Repeat the records below word for word, and leave the pictures out of your answer.

[START]

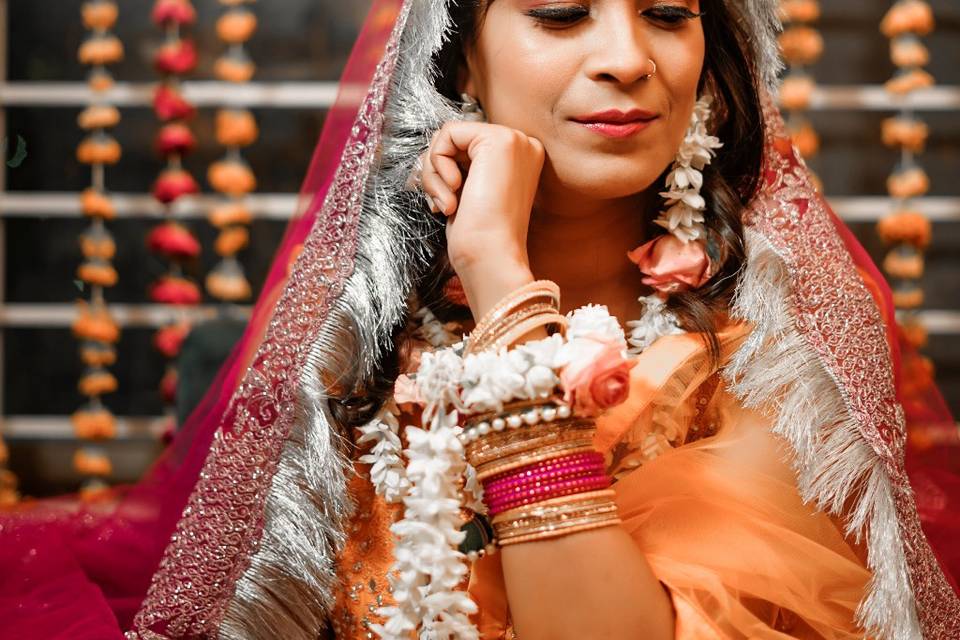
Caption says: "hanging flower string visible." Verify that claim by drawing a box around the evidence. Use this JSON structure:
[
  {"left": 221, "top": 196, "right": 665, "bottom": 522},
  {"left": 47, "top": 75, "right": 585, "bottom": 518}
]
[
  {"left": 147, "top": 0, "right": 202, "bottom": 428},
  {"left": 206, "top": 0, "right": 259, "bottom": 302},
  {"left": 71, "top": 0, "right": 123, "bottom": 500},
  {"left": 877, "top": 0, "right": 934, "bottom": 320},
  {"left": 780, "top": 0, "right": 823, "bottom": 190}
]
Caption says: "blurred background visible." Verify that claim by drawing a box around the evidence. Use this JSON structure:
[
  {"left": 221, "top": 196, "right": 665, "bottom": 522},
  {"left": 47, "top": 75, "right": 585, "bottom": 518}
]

[END]

• Finished answer:
Caption says: "hanging flower string visible." Verify that claim by drawing a box around the evidence. Use this JSON structure:
[
  {"left": 221, "top": 196, "right": 665, "bottom": 522},
  {"left": 47, "top": 75, "right": 585, "bottom": 518}
]
[
  {"left": 147, "top": 0, "right": 202, "bottom": 428},
  {"left": 206, "top": 0, "right": 259, "bottom": 302},
  {"left": 71, "top": 0, "right": 123, "bottom": 500},
  {"left": 877, "top": 0, "right": 934, "bottom": 320},
  {"left": 780, "top": 0, "right": 823, "bottom": 190}
]
Caption says: "blurred background visible." Verify that claim by drawing a box around the evidence. Use this JSON structure:
[
  {"left": 221, "top": 196, "right": 665, "bottom": 522},
  {"left": 47, "top": 75, "right": 585, "bottom": 518}
]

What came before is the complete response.